• [Page text]:
☆ ☆ ☆
# Locked out of drive on Ubuntu Server



## <<Onafets>> (Nov 18, 2012)

Hey guys,
I was trying to delete some torrents that I had downloaded with transmission-daemon and was unable to from my samba share on windows. I figured the best solution was to 'sudo chmod -R 0777 /media/Storage' (my drive with samba) but apparently not.
This locked both my windows user and my user on my ubuntu server out of the drive completely with a message saying 'ls: cannot access /media/Storage: Permission denied'.
I am able to login as root with 'sudo bash' and make changes however I am uncertain as to how to make my drive accessible again. 
Doing a 'ls -ld' on the directory shows 'drwsrwsrwx 39 root root 4096 Nov 17 21:20 /media/Storage'
Any ideas?


----------



## Aquinus (Nov 18, 2012)
☆ ☆ ☆
• [Pointing dataset excerpts]:

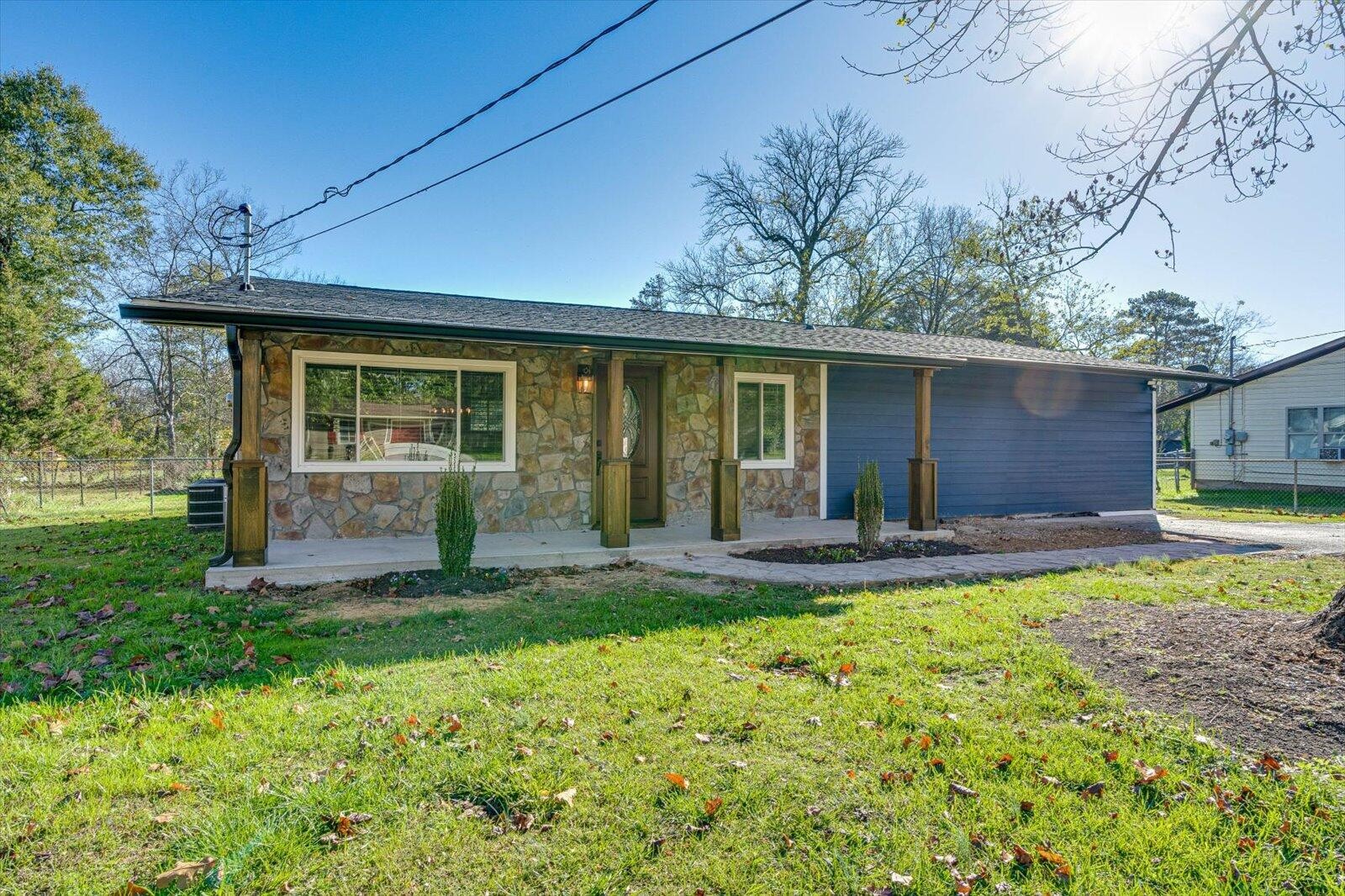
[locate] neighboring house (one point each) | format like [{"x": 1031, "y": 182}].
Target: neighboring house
[
  {"x": 1251, "y": 432},
  {"x": 351, "y": 400}
]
☆ ☆ ☆
• [Given instruction 1]:
Pull out every line of the records that contains the string "neighboring".
• [Given instruction 2]:
Write the next part of the forum thread about being locked out of a drive on Ubuntu Server, picking up after its last line above.

• [Reply 1]:
[locate] neighboring house (one point each) | format like [{"x": 1031, "y": 182}].
Target: neighboring house

• [Reply 2]:
<<Onafets>> said:


> Hey guys,
> I was trying to delete some torrents that I had downloaded with transmission-daemon and was unable to from my samba share on windows. I figured the best solution was to 'sudo chmod -R 0777 /media/Storage' (my drive with samba) but apparently not.
> This locked both my windows user and my user on my ubuntu server out of the drive completely with a message saying 'ls: cannot access /media/Storage: Permission denied'.
> I am able to login as root with 'sudo bash' and make changes however I am uncertain as to how to make my drive accessible again.
> ...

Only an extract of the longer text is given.